> **Prompt**
Copy out all of the records below, character for character, changing nothing.

> **Available data**
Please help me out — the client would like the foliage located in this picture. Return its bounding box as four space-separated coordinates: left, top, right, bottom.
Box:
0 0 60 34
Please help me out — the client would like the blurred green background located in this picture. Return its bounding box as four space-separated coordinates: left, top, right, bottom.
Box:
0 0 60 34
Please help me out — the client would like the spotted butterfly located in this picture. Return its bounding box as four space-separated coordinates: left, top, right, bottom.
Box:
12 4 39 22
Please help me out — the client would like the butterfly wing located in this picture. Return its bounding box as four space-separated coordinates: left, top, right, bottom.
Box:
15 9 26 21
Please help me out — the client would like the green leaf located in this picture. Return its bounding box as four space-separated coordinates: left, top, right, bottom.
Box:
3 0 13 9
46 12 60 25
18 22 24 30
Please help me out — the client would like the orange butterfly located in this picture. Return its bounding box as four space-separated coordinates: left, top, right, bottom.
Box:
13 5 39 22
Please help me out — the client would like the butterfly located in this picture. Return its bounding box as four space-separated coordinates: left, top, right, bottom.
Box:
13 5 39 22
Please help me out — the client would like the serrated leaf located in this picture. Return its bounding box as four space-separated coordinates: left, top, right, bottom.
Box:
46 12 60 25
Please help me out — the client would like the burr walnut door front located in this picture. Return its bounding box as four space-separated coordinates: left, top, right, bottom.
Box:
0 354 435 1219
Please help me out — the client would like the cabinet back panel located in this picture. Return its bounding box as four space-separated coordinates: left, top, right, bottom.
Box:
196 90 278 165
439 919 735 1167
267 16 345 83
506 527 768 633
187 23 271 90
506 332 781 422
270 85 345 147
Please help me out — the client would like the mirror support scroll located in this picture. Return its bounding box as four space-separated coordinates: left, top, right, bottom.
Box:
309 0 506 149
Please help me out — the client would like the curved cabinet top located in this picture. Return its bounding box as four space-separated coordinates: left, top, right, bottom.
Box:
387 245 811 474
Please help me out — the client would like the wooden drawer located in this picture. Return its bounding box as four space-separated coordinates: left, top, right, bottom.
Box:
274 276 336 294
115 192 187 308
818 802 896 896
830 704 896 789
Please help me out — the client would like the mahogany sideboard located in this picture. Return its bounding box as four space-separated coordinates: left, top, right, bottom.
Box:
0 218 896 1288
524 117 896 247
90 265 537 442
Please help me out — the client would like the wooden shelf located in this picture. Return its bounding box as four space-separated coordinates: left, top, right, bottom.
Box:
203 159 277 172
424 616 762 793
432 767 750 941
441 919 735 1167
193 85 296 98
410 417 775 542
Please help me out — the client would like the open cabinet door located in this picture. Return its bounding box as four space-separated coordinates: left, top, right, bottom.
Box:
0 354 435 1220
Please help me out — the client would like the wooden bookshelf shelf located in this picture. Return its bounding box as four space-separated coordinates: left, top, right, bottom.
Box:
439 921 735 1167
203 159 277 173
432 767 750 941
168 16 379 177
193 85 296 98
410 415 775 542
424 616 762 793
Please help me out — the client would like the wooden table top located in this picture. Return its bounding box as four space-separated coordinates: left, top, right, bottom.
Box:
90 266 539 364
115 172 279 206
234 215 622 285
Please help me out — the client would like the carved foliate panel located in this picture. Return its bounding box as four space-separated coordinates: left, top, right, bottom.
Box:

> **Exercise solution**
Please help me out — the client would like the foliage located in this picture. Return its bounding box as four space-separated coordinates: left, top, right, bottom.
Box:
0 0 60 34
Please help me out — the client would like the blurred green background located in this picture. Return its bounding box as four space-separated coordinates: left, top, right, bottom.
Box:
0 0 60 34
Please help me out — the client would like the spotted butterfly located in this picture. Return its bounding box as four space-separated coordinates: left, top, right, bottom.
Box:
12 4 39 22
Please help me out — the client would like the butterfly wing located in this picture. Return its bounding box as four space-separated coordinates: left, top, right, bottom.
Box:
15 9 26 21
Please help me out — the client would like the green leaf located in this picture. Return its bounding box as four space-separated coordinates: left, top, right, bottom.
Box:
3 0 13 9
46 12 60 25
18 22 24 30
Please help me out — the client would like the orange butterfly located in this picture. Return its bounding box as four space-separated coordinates: left, top, right, bottom.
Box:
13 5 39 22
Please help me out — the client would like the butterfly located in this picture. Return its bounding box as four space-separated coordinates: left, top, right, bottom.
Box:
13 5 39 22
Please help me out — the client would like the serrated leaf located in this picture. Return its bounding box as four space-separated coordinates: left, top, right, bottom.
Box:
46 12 60 25
Please help me out — the client would like the burr walnut door front located in this picture. Return its bounding box as four space-separated coordinates: left, top, right, bottom.
Box:
0 354 435 1219
Please help me out — the client would like the cabinet back panel located in this picture. Return its bounding box as four space-separated coordinates: left, top, right, bottom.
Box:
196 90 278 165
439 919 735 1167
267 16 345 83
506 527 768 633
187 23 271 90
506 332 781 422
270 85 345 147
Please help me out — the client would like the mirror support scroll located in this picture. Return its bounding box as four space-separated coordinates: left, top, right, bottom.
Box:
309 0 506 149
Please help me out — the client would like the curved cabinet top located in this picture. Return its bounding box as four space-separated coordinates: left, top, right, bottom.
Box:
387 245 811 474
Please help me out — the client would like the wooden drawer located in this picture. Return its bounding box as four space-separated coordinates: left, top, right, bottom.
Box:
274 276 336 294
115 192 187 308
818 802 896 896
830 704 896 789
Please help me out — the client would like the mahogany sideboard located in this picture. Return its bounding box as four space-separated coordinates: left, top, right, bottom.
Box:
0 218 896 1288
524 117 896 247
90 265 537 442
Please help me out — the client would like the wooden shelf located in this picture. Return its bounding box as four space-separated coordinates: left, top, right, bottom.
Box:
203 159 277 172
424 616 762 793
432 767 750 941
441 919 735 1167
193 85 296 98
410 417 775 542
Please help me out — the client would like the open cabinet door located in this picture. Return its bounding box as four space-separated coordinates: left, top, right, bottom.
Box:
0 354 435 1220
Please help me out — the client would like the wooden bookshelf shelf located in this picture. Return its bounding box as four space-separated coordinates: left, top, right, bottom.
Box:
439 921 735 1167
203 159 277 173
432 767 750 941
168 16 379 177
193 85 296 98
410 415 775 542
424 616 762 793
Please help me out — the client would like the wooden table top located in this picture. Return its bounding box as four space-separated coordinates: left, top, right, bottom.
Box:
90 266 539 364
115 172 279 206
234 215 622 285
Please help me out — the client would like the carved foliate panel located in this picture. Return its bounding box as four space-separated coordinates: left, top, right, bottom.
Box:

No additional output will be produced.